WORK TO DO:
- a) Reproduce the passage of the Black Mirror review that begins with the words "As noted in" and ends after the words "with technology itself.".
- b) Name every actor listed with "starring" in the Black Mirror review.

-- Start of TEXT EXTRACT --

Black Mirror Season Two: The Darker Side of Technology


[WARNING: Spoilers]

If you thought season one of Black Mirror was dark, you haven’t seen anything yet! In a set of plots that goes from tragedy to downright criminal, Black Mirror sets itself up as a bullhorn to expose the darkest implications of our modern technological age.

As noted in my previous review, Black Mirror doesn’t necessarily oppose, nor wishes others to oppose, the amazing technological journey that our species are taking part in. Instead it draws out fictional situations that mirror the proverbial risks touted by those who believe technology has a darker side to it. To understand these risks is to have greater insight into how we could possibly mitigate said risks and create a more peaceful relationship with technology itself.

Starting with episode one, “Be Right Back,” we are drawn into a relationship between Martha (starring Hayley Atwell) and Ash (starring Domhnall Gleeson). Like most people today, Ash constantly finds himself distracted by his phone, even to the extent of ignoring his own partner. One morning, after finally settling in their new home, Ash leaves to return the rent-a-car. By night he never returns, leaving Martha distraught when two policemen show up to her door to inform her that he died in a car accident. To make the situation all the more harrowing, not long after, Martha discovers that she’s pregnant.

All hope is not lost, however, when a friend at the funeral informs her of a new online service that integrates the deceased’s entire online life – pictures, videos, statuses from social media, email exchanges, etc. – developing a sophisticated A.I. copy for her to talk to via her phone. Eventually, with enough money, the A.I. Ash convinces her to upload him into a synthetic body developed by the same company that runs the service. While at first she finds herself elated to finally having Ash back in her life, she quickly comes to realize that, no matter how much online information this A.I. copy uploads from online or the amount of information she relays to him of Ash’s previous offline life, A.I. Ash will always lack the personhood that she fell in love with.

Several years later, Martha and her daughter appear to be happy. Though, given that it’s her birthday, she asks her mother for a birthday present: to go upstairs, into the attic, and share some birthday cake with Ash’s clone. Reluctantly she agrees, knowing that, no matter what she does, she could never truly give up on her deceased partner – neither original, nor synthetic.

Episode two, “White Bear,” goes deeper into the darkness, starting with an unknown woman who we eventually find out to be Victoria Skillane (starring Lenora Crichlow) who appears to have lost her memory. Waking up in a strange room with a striking headache, she looks around to try to figure out where exactly she is. Instead, all she finds are bandages around her wrist and an open bottle of pills spilled across the floor. To make the scene all the more ominous, each TV in the home appears to be airing the same unusual symbol.

Making her way outside, she realizes that she isn’t alone. The only problem is that everyone, either outside or inside by their windows, are recording her with their phones. Terrified, she consistently tries asking everyone what’s going on. Soon thereafter, a mysterious man wearing a balaclava pulls out a shotgun from his car and starts firing at her. Running for her life, she bumps into two strangers who appear to be gassing up their vehicle – Jem (starring Tuppence Middleton) and Damien (starring Ian Bonar). Getting them involved, and consequently Damien shot dead, both Jem and Victoria flee the scene, set out on a mission to destroy the transmitter that has been airing the symbol on everyone’s TV and phones, believing them to be in a state of hypnosis.

-- End of TEXT EXTRACT --
-- Start of INFORMATION SHOWN --

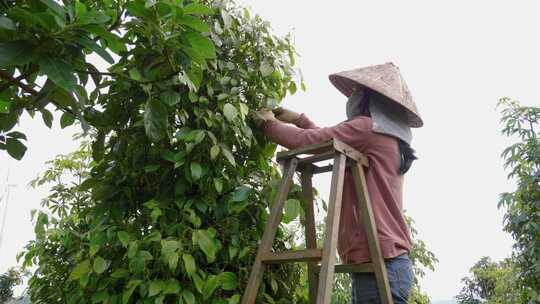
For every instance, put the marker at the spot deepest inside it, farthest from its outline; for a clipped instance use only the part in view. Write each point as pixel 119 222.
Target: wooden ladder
pixel 320 276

-- End of INFORMATION SHOWN --

RESULTS BY TASK:
- a)
As noted in my previous review, Black Mirror doesn’t necessarily oppose, nor wishes others to oppose, the amazing technological journey that our species are taking part in. Instead it draws out fictional situations that mirror the proverbial risks touted by those who believe technology has a darker side to it. To understand these risks is to have greater insight into how we could possibly mitigate said risks and create a more peaceful relationship with technology itself.

- b)
Hayley Atwell
Domhnall Gleeson
Lenora Crichlow
Tuppence Middleton
Ian Bonar